======== Given data ========

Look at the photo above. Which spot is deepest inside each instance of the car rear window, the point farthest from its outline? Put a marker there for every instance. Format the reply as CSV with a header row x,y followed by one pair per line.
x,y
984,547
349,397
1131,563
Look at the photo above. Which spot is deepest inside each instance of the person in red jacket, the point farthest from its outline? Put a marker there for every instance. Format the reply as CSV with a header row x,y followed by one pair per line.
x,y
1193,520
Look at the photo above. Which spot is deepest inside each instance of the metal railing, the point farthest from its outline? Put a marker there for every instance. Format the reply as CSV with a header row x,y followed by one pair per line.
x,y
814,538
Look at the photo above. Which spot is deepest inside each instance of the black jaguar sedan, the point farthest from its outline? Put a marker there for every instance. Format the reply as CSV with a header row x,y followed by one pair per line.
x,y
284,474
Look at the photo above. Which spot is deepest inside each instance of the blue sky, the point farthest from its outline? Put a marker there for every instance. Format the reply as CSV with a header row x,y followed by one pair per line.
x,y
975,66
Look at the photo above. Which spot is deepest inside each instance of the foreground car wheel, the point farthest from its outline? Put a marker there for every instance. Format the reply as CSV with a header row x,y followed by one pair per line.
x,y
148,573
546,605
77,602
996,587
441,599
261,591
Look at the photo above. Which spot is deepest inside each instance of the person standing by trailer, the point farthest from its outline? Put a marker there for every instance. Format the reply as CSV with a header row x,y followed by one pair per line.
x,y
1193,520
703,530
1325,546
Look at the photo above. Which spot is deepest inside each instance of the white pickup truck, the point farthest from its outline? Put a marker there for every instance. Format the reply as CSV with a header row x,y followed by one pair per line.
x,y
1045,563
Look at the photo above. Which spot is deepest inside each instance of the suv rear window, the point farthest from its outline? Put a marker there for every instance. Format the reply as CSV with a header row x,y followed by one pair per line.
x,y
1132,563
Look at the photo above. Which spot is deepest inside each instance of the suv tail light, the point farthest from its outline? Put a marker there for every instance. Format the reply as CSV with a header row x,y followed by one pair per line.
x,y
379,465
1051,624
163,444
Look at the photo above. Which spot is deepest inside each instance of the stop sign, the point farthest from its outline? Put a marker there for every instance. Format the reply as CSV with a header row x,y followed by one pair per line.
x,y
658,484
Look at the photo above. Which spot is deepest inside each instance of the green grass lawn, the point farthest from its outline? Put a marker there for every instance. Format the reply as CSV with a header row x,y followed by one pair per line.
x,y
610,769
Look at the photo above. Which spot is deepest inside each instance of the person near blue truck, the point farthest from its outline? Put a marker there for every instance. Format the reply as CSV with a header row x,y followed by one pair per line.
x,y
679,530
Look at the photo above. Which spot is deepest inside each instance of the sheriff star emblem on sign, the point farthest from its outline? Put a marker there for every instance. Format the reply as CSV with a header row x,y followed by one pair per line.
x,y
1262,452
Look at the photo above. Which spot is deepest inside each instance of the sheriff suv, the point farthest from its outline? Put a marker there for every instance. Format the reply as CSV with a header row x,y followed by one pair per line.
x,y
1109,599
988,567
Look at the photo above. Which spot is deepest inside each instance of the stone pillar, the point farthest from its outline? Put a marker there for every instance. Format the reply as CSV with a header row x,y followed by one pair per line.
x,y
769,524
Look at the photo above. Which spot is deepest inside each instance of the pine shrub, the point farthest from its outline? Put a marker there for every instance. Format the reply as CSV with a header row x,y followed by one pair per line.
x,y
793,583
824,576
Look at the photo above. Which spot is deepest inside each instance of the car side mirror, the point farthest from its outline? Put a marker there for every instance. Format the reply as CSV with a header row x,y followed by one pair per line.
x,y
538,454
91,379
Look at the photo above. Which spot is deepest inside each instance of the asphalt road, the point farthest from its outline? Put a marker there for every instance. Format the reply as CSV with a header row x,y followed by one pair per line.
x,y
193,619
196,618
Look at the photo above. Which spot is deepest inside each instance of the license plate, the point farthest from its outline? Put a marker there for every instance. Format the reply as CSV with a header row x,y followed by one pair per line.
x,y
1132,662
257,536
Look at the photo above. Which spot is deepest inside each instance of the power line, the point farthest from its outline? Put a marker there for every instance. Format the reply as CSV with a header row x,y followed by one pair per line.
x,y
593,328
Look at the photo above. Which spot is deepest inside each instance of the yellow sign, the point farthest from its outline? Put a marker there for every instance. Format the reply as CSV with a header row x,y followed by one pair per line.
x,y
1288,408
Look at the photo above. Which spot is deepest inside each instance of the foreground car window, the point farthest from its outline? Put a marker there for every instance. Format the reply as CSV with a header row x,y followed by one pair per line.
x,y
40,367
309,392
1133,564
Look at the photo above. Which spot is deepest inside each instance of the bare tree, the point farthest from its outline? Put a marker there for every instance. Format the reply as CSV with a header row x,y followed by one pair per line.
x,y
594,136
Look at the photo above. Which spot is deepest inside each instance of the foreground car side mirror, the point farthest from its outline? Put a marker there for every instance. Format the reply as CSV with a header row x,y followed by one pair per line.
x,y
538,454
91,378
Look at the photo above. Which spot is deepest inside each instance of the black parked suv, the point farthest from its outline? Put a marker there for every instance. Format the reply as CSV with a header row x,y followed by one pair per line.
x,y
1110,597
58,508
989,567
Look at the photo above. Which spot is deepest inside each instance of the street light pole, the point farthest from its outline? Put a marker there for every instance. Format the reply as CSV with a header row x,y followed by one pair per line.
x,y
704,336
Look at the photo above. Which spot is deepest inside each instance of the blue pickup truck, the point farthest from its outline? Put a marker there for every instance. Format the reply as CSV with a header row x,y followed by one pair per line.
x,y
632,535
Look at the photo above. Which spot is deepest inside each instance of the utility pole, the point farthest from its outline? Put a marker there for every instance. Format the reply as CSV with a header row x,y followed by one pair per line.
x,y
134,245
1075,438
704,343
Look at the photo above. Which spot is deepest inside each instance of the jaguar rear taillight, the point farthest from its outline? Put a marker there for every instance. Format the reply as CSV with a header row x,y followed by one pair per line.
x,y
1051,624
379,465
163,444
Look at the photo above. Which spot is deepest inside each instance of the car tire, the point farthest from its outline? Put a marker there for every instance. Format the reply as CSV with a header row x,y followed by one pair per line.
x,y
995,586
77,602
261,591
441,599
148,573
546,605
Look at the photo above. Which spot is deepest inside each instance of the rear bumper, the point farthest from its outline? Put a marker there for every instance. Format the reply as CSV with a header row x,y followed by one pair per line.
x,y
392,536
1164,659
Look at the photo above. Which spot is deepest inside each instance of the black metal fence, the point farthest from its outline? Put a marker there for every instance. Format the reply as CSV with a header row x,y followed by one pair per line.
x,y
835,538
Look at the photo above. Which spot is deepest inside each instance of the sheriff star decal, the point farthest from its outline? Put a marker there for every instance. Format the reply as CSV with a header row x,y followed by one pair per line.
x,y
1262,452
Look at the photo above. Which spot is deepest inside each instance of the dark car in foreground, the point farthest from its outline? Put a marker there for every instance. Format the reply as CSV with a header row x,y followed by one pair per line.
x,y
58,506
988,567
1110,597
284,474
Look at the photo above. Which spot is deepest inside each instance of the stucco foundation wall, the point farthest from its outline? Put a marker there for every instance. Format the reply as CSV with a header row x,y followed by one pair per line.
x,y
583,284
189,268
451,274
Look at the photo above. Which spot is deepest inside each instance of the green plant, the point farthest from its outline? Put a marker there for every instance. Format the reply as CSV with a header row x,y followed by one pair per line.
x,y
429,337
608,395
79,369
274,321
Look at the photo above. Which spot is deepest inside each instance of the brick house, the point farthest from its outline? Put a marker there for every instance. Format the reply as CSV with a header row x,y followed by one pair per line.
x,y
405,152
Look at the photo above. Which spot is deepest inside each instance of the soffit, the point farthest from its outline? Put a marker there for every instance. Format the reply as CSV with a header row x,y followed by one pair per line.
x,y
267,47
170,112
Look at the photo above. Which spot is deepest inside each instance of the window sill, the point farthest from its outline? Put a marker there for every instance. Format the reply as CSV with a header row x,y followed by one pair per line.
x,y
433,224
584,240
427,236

========

Task:
Output exactly the lines between the one containing "green plant, the" and the final line above, both inclusive.

Response area:
Look at the photo above. Which spot is deepest inside each instance of the green plant, the point farthest from its outline? Put a marker there for every instance. Format the reply as CSV with a header row x,y followed by one pair per line.
x,y
429,337
608,395
79,369
274,321
Look at the photo above. Which spot is deepest inside each instance of the brick house, the point farthest from its outline? Put a marker there for every instance. Format the reply as CSV with a header row x,y followed by one pair per line.
x,y
405,152
Look at the photo above. Which spot is deepest inside each instance of the soffit, the point farthest from its outline? Put a marker there for every instance. Format the reply as CSV with a header row x,y followed by one pair per line.
x,y
267,47
170,112
Look at the photo above. Which spot is deepest inside each instance of the window sill, the point farthest from its outline? Put a marker there for every instance. Format the reply as CSV with a header row x,y followed by one pair per line.
x,y
433,224
584,240
427,236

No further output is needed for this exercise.